Auch wenn Billy auf Lang zunächst einmal etwas instabil wirkte, er war erleichtert, überhaupt auf irgendeinem Label zu sein. Nachdem er lange genug eine Ablehnung nach der anderen erfahren hatte, war er nun bereit, jeden Deal einzugehen. Passenderweise war das Logo von Arties Family Productions inspiriert von der klassischen etruskischen Skulptur von Romulus und Remus, den Zwillingen, die angeblich von einer Wölfin gesäugt worden waren, bevor sie Rom gründeten. Billy, der sich schon damals in Geschichte gut auskannte, war diese Legende natürlich vertraut, schließlich waren es die Römer gewesen waren, gegen die Attila einst gekämpft hatte, und er wusste, dass man die Zwillinge gerettet hatte, nachdem sie in den Tiber gestoßen worden waren. Vielleicht war dieses Logo ein Zeichen dafür, dass auch seine Rettung nahte.

Allerdings bedeutete sie auch einen Abschied von der Ostküste. Ripps Firma hatte ihren Sitz in Los Angeles, und dort, so teilte man Billy mit, sollte am großen Durchbruch gearbeitet und die neue Platte eingespielt werden.

Will man heutzutage einen neuen Künstler im Musikgeschäft aufbauen, dann werden zunächst einmal über die leicht zugänglichen elektronischen Kanäle einige Songs verbreitet, bevor dann das Material fleißig auf Tournee vorgestellt wird. Diese Herangehensweise gleicht in vieler Hinsicht der aus den späten Fünfzigern und frühen Sechzigern, als gern versucht wurde, zunächst einmal einen Hit zu produzieren und dadurch genug Schubkraft für alles Weitere zu gewinnen. Aber Ende der Sechziger, als Billy seine ersten Sporen verdiente, mussten aufstrebende Musiker ein Label finden, dessen Budget für die Aufnahme einer Langspielplatte reichte, die dann mit entsprechendem Budget beworben und live präsentiert werden konnte. Mit der richtigen Kombination aus Talent, Glück und Radioeinsätzen konnten Künstler und Plattenfirma mit den Albumverkäufen jede Menge Geld verdienen.

Das erfolgreichste Album des Jahres 1967 war More Of The Monkees, die erste Rock-Pop-LP, die es auf den ersten Platz der Billboard-Charts schaffte; die Platte enthielt unter anderem den von Neil Diamond komponierten Song „I’m A Believer“, der gänzlich von Sessionmusikern eingespielt worden war. Sie verkaufte sich fünf Millionen Mal, damals ein überwältigendes Ergebnis, und stellte damit sogar die zeitgleich erschienenen LPs der Beatles und der Rolling Stones in den Schatten. Im folgenden Jahr stiegen die Absatzzahlen kontinuierlich, und die Beatles führten die Charts mit dem White Album an. Von nun an sollte es in diesem Geschäft immer neue Verkaufsrekorde geben, und die Bee Gees, Michael Jackson oder Peter Frampton lieferten Alben ab, die die 20-Millionen-Marke anpeilten.

···

## AUFGABEN UND ÜBUNGEN:
1. Beantworten Sie anhand des Auszugs die folgenden Fragen:
(a) In welcher Stadt hatte Ripps Firma ihren Sitz?
(b) Welches Album war 1967 das erfolgreichste?
(c) Wie oft verkaufte sich dieses Album?
2. Schreiben Sie aus dem Auszug den Abschnitt von „Auch wenn Billy“ bis einschließlich „seine Rettung nahte.“ wortgetreu ab.
3. Geben Sie jeweils an, ob die Aussage mit dem Auszug übereinstimmt, und belegen Sie Ihre Antwort mit einem genauen Zitat:
(a) Das Logo von Arties Family Productions war von einer Skulptur von Romulus und Remus inspiriert.
(b) Der Song „I’m A Believer“ wurde von den Monkees selbst eingespielt.
(c) Im Jahr nach 1967 führten die Rolling Stones die Charts an.
Die Auflistung spielt hierfür keine Rolle.

## Einträge zum Zeigen auf benannte Objekte:
···

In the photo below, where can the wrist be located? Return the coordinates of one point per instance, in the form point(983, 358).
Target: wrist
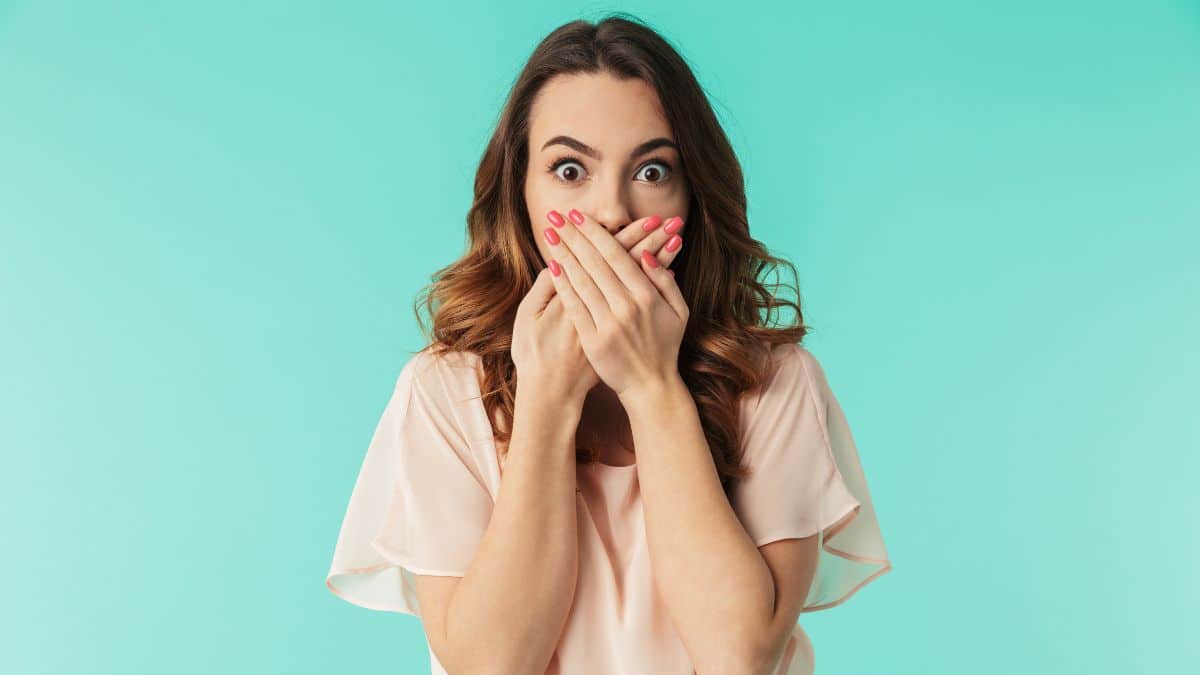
point(652, 393)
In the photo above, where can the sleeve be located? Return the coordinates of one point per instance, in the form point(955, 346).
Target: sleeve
point(807, 478)
point(418, 507)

···

## ANTWORTEN NACHEINANDER:
1.
(a) In Los Angeles.
(b) More Of The Monkees.
(c) Fünf Millionen Mal.

2.
Auch wenn Billy auf Lang zunächst einmal etwas instabil wirkte, er war erleichtert, überhaupt auf irgendeinem Label zu sein. Nachdem er lange genug eine Ablehnung nach der anderen erfahren hatte, war er nun bereit, jeden Deal einzugehen. Passenderweise war das Logo von Arties Family Productions inspiriert von der klassischen etruskischen Skulptur von Romulus und Remus, den Zwillingen, die angeblich von einer Wölfin gesäugt worden waren, bevor sie Rom gründeten. Billy, der sich schon damals in Geschichte gut auskannte, war diese Legende natürlich vertraut, schließlich waren es die Römer gewesen waren, gegen die Attila einst gekämpft hatte, und er wusste, dass man die Zwillinge gerettet hatte, nachdem sie in den Tiber gestoßen worden waren. Vielleicht war dieses Logo ein Zeichen dafür, dass auch seine Rettung nahte.

3.
(a) Ja: „Passenderweise war das Logo von Arties Family Productions inspiriert von der klassischen etruskischen Skulptur von Romulus und Remus“
(b) Nein: „der gänzlich von Sessionmusikern eingespielt worden war“
(c) Nein: „die Beatles führten die Charts mit dem White Album an“